◆ TASK TO COMPLETE
Track down every line below that holds "motorcycle" and copy it.

Dataset entries:
[Start of section]
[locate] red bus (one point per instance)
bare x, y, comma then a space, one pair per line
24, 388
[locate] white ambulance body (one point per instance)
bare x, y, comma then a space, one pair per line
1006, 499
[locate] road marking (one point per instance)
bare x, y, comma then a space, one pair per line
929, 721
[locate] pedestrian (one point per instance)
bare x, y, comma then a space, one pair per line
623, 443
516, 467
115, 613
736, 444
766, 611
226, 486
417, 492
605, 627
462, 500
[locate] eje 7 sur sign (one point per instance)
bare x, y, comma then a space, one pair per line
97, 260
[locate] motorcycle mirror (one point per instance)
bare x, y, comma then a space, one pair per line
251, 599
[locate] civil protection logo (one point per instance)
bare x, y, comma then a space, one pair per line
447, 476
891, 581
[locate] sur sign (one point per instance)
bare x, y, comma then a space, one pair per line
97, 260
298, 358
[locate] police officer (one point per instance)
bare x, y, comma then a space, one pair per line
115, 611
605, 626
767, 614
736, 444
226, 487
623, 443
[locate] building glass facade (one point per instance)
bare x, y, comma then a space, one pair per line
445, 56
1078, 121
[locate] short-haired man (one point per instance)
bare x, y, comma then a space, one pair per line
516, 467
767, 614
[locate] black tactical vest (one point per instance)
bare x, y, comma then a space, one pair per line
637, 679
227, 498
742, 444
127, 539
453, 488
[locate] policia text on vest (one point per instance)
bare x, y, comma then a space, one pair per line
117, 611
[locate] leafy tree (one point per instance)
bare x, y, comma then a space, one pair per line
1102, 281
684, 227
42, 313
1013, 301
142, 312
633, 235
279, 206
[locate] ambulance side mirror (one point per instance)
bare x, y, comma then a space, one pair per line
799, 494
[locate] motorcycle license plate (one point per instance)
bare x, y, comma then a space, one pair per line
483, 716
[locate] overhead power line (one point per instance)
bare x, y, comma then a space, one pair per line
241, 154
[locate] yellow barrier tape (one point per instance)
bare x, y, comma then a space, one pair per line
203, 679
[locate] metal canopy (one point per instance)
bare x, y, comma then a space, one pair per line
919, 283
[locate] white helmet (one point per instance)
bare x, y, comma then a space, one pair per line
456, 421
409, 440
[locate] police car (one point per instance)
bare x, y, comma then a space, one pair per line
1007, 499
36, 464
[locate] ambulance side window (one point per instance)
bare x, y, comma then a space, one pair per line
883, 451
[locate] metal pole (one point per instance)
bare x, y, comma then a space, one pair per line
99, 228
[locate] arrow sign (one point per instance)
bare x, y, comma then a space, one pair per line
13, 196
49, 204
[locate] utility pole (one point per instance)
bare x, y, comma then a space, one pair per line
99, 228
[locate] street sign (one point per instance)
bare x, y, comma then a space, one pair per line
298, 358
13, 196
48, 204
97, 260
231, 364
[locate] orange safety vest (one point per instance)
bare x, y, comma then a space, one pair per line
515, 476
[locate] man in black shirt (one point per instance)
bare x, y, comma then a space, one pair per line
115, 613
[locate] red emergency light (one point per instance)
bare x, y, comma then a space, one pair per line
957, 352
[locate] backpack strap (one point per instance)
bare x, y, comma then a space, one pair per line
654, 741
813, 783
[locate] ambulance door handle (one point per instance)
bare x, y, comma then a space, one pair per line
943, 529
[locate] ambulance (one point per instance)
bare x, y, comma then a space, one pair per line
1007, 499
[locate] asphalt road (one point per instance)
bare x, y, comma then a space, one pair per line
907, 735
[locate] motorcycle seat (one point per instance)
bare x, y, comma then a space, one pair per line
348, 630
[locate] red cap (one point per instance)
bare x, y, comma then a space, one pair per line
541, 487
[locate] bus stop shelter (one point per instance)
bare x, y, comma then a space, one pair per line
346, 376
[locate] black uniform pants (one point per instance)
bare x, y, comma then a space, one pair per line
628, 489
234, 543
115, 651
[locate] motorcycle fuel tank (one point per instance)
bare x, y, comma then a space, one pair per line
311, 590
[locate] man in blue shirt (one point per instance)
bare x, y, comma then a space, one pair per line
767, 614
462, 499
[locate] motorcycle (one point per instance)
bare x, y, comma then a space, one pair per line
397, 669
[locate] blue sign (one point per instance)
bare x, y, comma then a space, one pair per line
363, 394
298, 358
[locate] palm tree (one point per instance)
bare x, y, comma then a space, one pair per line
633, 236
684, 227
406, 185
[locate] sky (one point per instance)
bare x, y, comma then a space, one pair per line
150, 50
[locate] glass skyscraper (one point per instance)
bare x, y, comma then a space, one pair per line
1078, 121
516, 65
[End of section]
◆ EXERCISE OUTPUT
[locate] motorcycle mirror (one point per instance)
[locate] motorcycle license plate (one point per instance)
[locate] motorcycle seat (one point per instance)
[locate] motorcycle fuel tank (one point per instance)
[locate] motorcycle (one point per instance)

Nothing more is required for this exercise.